### Short problem
Copy all of the material below word for word, and leave the pictures out of your copy.

-- Begin --

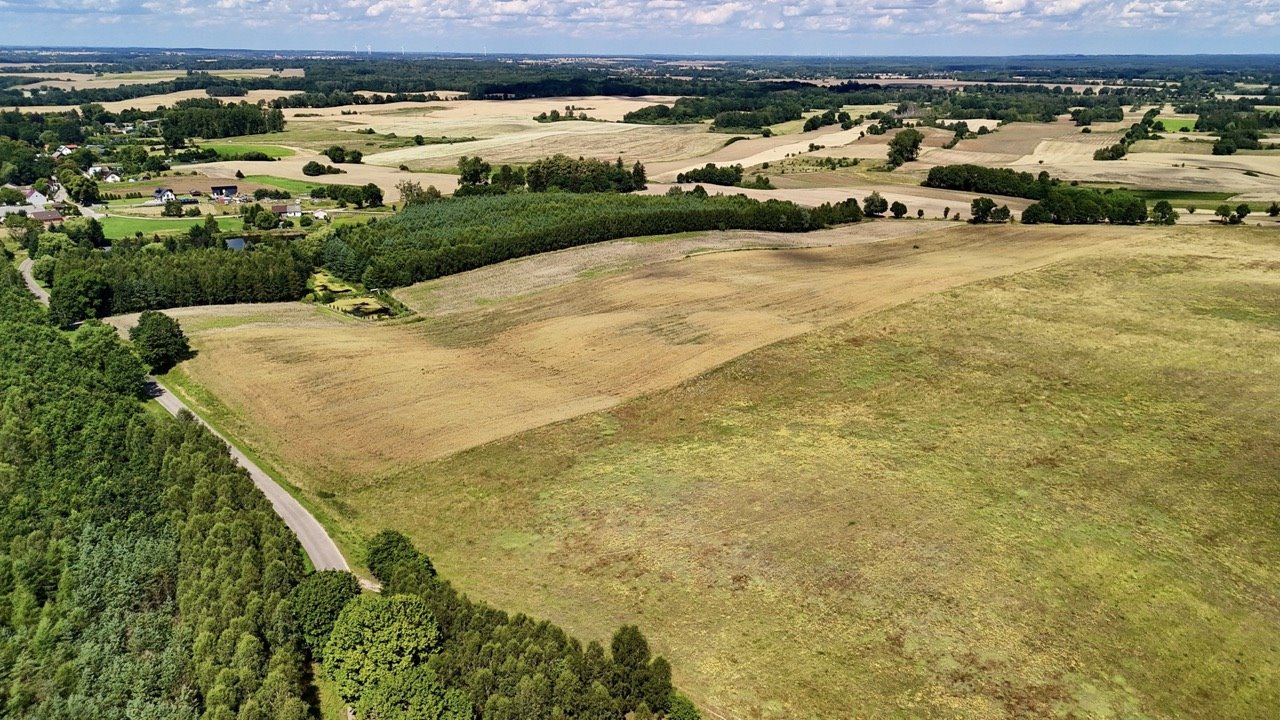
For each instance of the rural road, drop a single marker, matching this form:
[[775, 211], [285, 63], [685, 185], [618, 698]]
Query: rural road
[[315, 541], [24, 268]]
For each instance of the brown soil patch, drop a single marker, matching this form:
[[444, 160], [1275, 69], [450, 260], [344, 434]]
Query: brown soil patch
[[325, 397]]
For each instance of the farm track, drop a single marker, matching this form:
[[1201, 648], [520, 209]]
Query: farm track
[[315, 541]]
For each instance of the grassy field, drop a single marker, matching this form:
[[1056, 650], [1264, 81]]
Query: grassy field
[[1047, 493], [1178, 124], [118, 226], [232, 150]]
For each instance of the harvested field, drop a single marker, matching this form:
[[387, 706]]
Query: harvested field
[[1016, 140], [928, 199], [755, 150], [152, 101], [91, 81], [574, 139], [464, 379], [1042, 493]]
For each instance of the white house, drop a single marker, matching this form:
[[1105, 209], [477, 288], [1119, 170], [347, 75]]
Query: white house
[[35, 196]]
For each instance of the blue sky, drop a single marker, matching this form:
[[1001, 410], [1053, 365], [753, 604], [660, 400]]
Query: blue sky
[[782, 27]]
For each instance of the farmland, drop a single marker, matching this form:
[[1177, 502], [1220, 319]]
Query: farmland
[[824, 447], [123, 226], [611, 474]]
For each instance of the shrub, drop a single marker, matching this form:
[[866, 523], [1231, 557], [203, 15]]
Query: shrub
[[318, 601], [159, 341]]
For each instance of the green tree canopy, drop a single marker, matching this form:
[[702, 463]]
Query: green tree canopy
[[874, 205], [318, 601], [905, 146], [375, 637], [159, 341], [415, 693]]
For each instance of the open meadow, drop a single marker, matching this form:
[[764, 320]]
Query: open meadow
[[917, 470]]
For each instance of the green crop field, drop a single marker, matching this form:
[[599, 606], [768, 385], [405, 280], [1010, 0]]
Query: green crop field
[[118, 226], [1178, 124], [237, 149], [296, 187], [1043, 495]]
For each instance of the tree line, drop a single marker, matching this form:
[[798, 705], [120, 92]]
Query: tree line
[[141, 573], [424, 650], [96, 285], [556, 173], [453, 235]]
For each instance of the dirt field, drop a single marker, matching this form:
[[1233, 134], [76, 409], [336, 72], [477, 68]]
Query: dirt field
[[291, 168], [931, 200], [90, 81], [1042, 493], [455, 382], [152, 101], [574, 139]]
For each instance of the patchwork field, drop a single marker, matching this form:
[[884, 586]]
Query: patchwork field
[[92, 81], [1045, 493]]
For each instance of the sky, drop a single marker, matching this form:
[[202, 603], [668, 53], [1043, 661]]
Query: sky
[[679, 27]]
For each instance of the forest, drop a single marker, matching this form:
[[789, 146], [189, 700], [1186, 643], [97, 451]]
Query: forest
[[449, 236], [141, 573], [95, 285], [990, 181], [439, 651], [144, 575]]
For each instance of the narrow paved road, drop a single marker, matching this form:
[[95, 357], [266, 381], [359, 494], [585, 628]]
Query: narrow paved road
[[315, 541], [24, 268]]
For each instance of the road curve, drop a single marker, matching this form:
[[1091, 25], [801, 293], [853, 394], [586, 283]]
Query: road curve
[[41, 294], [311, 534]]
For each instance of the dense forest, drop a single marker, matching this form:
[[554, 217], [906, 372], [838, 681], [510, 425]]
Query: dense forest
[[88, 285], [449, 236], [1057, 203], [990, 181], [424, 646], [141, 573]]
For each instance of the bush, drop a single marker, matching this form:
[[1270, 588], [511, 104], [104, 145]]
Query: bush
[[318, 601], [316, 169], [453, 235], [159, 341], [375, 637], [874, 205]]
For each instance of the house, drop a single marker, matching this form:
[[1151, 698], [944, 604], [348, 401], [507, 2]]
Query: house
[[33, 196], [103, 173]]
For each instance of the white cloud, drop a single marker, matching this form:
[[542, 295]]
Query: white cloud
[[666, 26]]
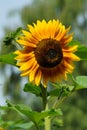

-- End --

### Correct result
For each instance of the rural road, drop a single marker, matching this form:
[[775, 211], [285, 63], [685, 185], [618, 698]]
Query: rural road
[[315, 541], [24, 268]]
For each instance of the brown soil patch, drop a single marker, matching this form:
[[444, 160], [1275, 69], [450, 260], [344, 434]]
Query: brown soil patch
[[325, 397]]
For each instance of the farm track, drop a single marker, matching this form:
[[1201, 648], [520, 209]]
Query: farm track
[[315, 541]]
For each instance of the grassy field, drop a single marker, matching this form:
[[1056, 650], [1264, 81]]
Query: grassy field
[[1047, 493], [1178, 124], [118, 226], [232, 150]]
For each instance of the harvested field, drop a single marker, matching this form:
[[387, 706]]
Query: harvested field
[[1016, 140], [928, 199], [755, 150], [152, 101], [91, 81], [574, 139], [464, 379], [1042, 493]]
For each instance of the white house, drop a single marker, matching this form:
[[1105, 209], [477, 288], [1119, 170], [347, 75]]
Query: white house
[[35, 196]]
For each instance of the blue sky, drop a single marker, matching this form:
[[1001, 410], [1053, 365], [753, 604], [660, 400]]
Query: blue sky
[[782, 27]]
For each instance of the farmland, drop a single marker, matching this form:
[[1177, 502], [1220, 319]]
Query: farmland
[[824, 447], [123, 226], [611, 474]]
For each instance of the shrub, drop a single marker, matching this form:
[[866, 523], [1231, 557], [203, 15]]
Query: shrub
[[318, 601], [159, 341]]
For each instance of the green tree canopy, drop a single marker, matching this form:
[[702, 463]]
Query: green tree canopy
[[874, 205], [318, 601], [905, 146], [375, 637], [159, 341], [415, 693]]
For each instance of the open meadow, drop a single marker, matching this form:
[[764, 320]]
Query: open meadow
[[917, 470]]
For each instance of the green crop field, drop a single marker, matching this form:
[[599, 606], [768, 385], [405, 280], [1010, 0]]
Query: green crop field
[[118, 226], [1178, 124], [237, 149], [296, 187], [1043, 495]]
For each instance of the tree line, drop a single marker, matching this form:
[[798, 705], [120, 92]]
Query: tree line
[[141, 573], [424, 650], [96, 285], [556, 173], [453, 235]]
For each instance of the dirt field, drop a single marker, matching this form:
[[1233, 134], [76, 409], [336, 72], [477, 68]]
Query: dirt field
[[291, 168], [931, 200], [90, 81], [1042, 493], [455, 382], [152, 101], [574, 139]]
For each instance of the patchwork field, drop a single marker, matching this form:
[[884, 586]]
Query: patchwork field
[[92, 81], [1045, 493]]
For each instance of the sky, drop a single marker, matching this form:
[[202, 603], [668, 53], [1043, 661]]
Query: sky
[[679, 27]]
For each instance of the forest, drop a single marker, matching this form:
[[789, 146], [189, 700], [1186, 643], [97, 451]]
Query: forest
[[449, 236], [141, 573], [95, 285], [990, 181], [439, 651], [144, 575]]
For each instance of the narrow paved road, drop a single marker, matching this form:
[[95, 357], [266, 381], [359, 494], [585, 628]]
Query: narrow paved road
[[315, 541], [24, 268]]
For each instance of the road curve, drop a single marker, matching this form:
[[1091, 25], [801, 293], [853, 394], [586, 283]]
Query: road curve
[[41, 294], [311, 534]]
For each instance of the dense forest, drop a single marker, matching this form:
[[554, 217], [906, 372], [838, 681], [510, 425]]
Query: dense forest
[[88, 285], [449, 236], [1057, 203], [990, 181], [424, 646], [141, 573]]
For each instance of the bush, drop a single marker, matching this form:
[[1270, 588], [511, 104], [104, 145]]
Query: bush
[[318, 601], [316, 169], [453, 235], [159, 341], [375, 637], [874, 205]]
For each instance of the house, drop a single marker, matching this form:
[[1151, 698], [944, 604], [348, 401], [507, 2]]
Query: house
[[33, 196], [103, 173]]
For each instance of the white cloud, drop a single marker, matching this form:
[[542, 295]]
Query: white cloud
[[666, 26]]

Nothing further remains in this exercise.